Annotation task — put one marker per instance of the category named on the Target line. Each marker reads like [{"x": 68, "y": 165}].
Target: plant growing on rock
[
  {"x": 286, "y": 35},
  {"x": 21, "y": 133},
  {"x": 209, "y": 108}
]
★ ★ ★ ★
> _Given task_:
Please count the lines in the records above that contain the string "Target", and reply with the number alone.

> _Solution for this task_:
2